DOCUMENT:
##########
I then started plotting out The Bernie Project, which at first was just the project's code name, but after trying out a few other names, The Bernie Project stuck. I love it, some of my friends love it, some of my friends don't love it. I'll tell you why I love it, it's a constant reminder for me why I'm doing what I'm doing. When I hear Bernie, I automatically think of Mahadi, which then makes me think of the other kids at the school and how I know they deserve better and how we will make it better.

I don't know how long I'll live in Uganda. I don't know if it will be for 6 months, the rest of my life or somewhere in between. Jack and Josephine both think I'm soft. I'd be willing to say they have a side bet between the two of them to see how long I stay. I'm not sure they realize how stubborn I am. I fully suspect some full on come aparts, when I'm hot, frustrated and things aren't moving as fast as I'd like or someone won't negotiate with me in the market or I'm lost or hungry or thirsty or craving Starbucks or all of the above.

For now this move is to be closer to Mahadi on a more consistent basis. I have no expectations of what will happen with this move. I don't know if he will live with me. I'm not seeking to adopt him. I just know I need to be there.

The Bernie Project will be my primary professional focus beginning in 2014. I will still keep a big toe in the event and meeting planning industry which will give me the opportunity to come back to the States a couple of times a year and execute a couple of fundraising events as well.

I'm really excited about what The Bernie Project has in store for not only the school, but for everyone who comes in contact with the project. The ways to engage with The Bernie Projet are endless and I can't wait to see them all come to fruition.
##########
MATERIAL PROVIDED:
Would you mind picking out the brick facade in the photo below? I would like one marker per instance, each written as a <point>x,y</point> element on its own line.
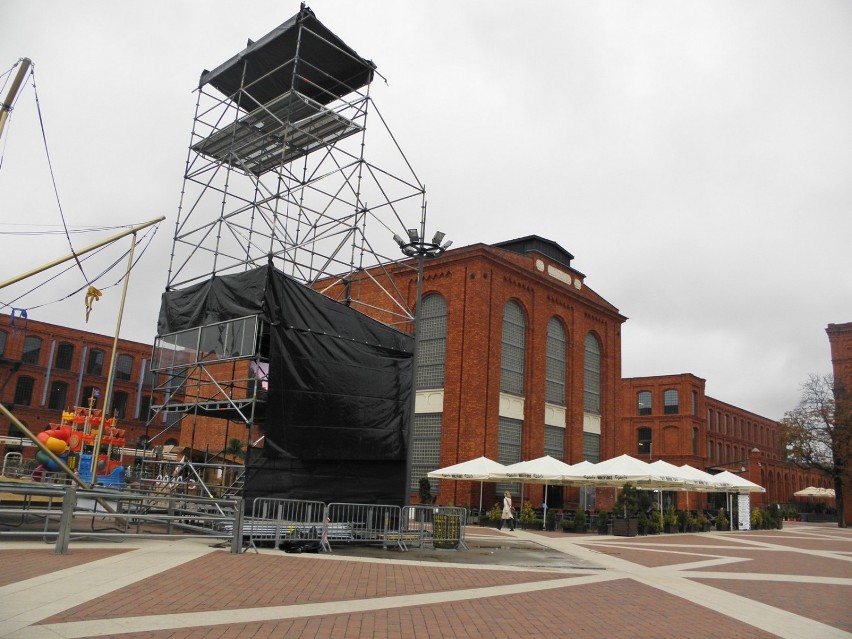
<point>56,376</point>
<point>840,342</point>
##########
WHAT IS NEEDED: In the text about The Bernie Project, when does the project become the writer's primary professional focus?

EXERCISE ANSWER: Beginning in 2014.